◆ **Exercise goal**
Return every line below that contains the string "parked". Case counts.

** BEGIN Input data **

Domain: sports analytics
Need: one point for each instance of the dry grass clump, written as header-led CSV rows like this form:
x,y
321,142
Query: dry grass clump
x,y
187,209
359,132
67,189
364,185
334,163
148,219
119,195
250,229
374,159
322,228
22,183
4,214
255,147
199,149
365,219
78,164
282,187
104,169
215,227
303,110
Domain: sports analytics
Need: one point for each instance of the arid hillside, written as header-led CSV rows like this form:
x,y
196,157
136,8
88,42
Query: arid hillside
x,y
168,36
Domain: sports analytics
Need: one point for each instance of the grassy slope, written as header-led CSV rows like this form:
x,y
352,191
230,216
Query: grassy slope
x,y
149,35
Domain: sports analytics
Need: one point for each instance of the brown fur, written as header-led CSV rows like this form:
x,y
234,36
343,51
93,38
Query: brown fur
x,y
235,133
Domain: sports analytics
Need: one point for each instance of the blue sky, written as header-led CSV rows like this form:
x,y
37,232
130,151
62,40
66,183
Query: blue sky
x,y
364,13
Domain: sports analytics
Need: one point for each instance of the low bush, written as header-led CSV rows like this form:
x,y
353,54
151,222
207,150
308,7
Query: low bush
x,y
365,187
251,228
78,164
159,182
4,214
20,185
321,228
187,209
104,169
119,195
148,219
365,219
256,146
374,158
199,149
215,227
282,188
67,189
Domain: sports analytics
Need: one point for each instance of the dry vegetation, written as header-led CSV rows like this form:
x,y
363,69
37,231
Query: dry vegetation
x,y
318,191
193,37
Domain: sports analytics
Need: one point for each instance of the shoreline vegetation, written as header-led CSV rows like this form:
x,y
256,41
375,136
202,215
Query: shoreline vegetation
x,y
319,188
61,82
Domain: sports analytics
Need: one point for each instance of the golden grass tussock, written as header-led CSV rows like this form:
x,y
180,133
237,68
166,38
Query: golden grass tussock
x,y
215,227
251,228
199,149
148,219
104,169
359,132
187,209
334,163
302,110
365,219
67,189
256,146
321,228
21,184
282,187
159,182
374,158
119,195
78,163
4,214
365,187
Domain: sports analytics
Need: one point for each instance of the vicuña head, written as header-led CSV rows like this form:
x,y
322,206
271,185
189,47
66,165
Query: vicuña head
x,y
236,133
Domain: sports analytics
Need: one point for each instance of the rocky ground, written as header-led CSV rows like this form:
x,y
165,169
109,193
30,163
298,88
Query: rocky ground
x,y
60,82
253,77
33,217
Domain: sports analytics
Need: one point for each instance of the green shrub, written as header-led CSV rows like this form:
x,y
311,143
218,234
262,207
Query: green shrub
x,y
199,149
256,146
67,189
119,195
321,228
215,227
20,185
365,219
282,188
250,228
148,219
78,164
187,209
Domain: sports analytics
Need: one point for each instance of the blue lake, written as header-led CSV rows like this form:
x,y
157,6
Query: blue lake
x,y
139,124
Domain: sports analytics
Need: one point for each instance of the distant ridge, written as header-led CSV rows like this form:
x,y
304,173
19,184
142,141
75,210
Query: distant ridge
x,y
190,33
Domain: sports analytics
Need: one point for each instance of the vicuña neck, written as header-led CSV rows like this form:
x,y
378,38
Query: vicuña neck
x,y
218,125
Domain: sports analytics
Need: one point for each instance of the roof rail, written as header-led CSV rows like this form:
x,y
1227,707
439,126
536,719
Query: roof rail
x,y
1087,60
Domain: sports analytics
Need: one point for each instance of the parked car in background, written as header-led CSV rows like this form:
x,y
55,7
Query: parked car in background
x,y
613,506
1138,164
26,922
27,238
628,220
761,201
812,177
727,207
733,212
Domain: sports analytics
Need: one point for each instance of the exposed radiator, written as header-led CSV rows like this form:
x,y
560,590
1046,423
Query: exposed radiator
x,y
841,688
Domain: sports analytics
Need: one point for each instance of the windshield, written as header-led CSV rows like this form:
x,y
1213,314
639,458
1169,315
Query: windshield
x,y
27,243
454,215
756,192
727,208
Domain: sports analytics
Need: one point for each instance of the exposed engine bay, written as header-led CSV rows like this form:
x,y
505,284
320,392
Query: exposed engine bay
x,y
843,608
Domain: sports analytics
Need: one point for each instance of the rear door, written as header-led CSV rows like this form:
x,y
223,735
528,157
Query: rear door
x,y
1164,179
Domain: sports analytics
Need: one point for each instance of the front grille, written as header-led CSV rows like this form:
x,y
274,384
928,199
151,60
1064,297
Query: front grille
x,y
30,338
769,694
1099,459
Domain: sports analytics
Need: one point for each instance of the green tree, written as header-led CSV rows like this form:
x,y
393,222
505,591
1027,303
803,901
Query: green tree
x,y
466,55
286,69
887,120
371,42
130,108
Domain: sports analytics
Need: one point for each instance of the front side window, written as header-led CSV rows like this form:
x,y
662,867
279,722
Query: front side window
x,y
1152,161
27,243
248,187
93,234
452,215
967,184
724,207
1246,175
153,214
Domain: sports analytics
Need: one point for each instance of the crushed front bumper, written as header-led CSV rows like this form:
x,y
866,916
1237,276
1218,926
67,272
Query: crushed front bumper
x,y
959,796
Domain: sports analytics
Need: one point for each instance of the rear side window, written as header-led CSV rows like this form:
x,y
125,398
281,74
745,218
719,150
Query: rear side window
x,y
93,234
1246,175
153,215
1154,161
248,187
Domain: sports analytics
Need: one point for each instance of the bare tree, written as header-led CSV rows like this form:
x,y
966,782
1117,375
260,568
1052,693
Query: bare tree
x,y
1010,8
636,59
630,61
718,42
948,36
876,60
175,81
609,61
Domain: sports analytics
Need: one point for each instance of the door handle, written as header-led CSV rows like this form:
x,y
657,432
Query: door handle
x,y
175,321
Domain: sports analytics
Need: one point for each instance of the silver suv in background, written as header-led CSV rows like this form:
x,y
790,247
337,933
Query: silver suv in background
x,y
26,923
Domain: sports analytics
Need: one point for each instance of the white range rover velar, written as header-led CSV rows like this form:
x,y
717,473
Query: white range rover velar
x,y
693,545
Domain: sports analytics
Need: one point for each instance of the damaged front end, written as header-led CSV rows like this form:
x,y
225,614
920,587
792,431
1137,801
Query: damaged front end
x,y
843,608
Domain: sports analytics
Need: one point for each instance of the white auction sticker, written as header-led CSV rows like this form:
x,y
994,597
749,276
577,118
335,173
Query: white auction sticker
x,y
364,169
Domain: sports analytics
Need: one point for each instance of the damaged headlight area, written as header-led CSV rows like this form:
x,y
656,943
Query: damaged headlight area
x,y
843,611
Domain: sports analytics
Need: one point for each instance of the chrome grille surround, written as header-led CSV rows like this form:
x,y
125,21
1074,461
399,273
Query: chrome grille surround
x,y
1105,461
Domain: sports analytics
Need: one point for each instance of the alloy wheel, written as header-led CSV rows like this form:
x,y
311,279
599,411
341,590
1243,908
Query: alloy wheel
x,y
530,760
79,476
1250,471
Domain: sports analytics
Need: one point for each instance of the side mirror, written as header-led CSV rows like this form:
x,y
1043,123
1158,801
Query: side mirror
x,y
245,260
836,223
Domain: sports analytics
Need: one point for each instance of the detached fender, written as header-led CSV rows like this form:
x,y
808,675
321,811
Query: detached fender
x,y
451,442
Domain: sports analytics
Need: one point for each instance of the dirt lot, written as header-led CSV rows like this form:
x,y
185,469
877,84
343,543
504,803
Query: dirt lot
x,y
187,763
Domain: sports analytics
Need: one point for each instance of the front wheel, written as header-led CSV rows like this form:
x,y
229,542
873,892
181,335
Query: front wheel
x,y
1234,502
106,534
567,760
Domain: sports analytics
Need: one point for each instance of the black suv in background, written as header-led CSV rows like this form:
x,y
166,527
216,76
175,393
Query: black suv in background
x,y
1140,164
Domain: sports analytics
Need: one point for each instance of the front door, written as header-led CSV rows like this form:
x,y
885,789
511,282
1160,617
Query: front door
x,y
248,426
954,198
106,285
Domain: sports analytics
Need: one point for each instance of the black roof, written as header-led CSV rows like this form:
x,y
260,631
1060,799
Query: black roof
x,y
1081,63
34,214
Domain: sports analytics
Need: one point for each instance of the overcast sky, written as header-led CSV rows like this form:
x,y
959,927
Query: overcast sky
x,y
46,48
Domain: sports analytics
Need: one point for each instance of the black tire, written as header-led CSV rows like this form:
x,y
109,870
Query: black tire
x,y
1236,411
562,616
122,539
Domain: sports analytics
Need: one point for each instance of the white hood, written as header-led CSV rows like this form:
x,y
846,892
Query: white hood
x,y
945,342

** END Input data **

◆ **Solution to the problem**
Need: one point for each instance of the parked car in background, written as header-led CSV rows like this form:
Query: parked car in background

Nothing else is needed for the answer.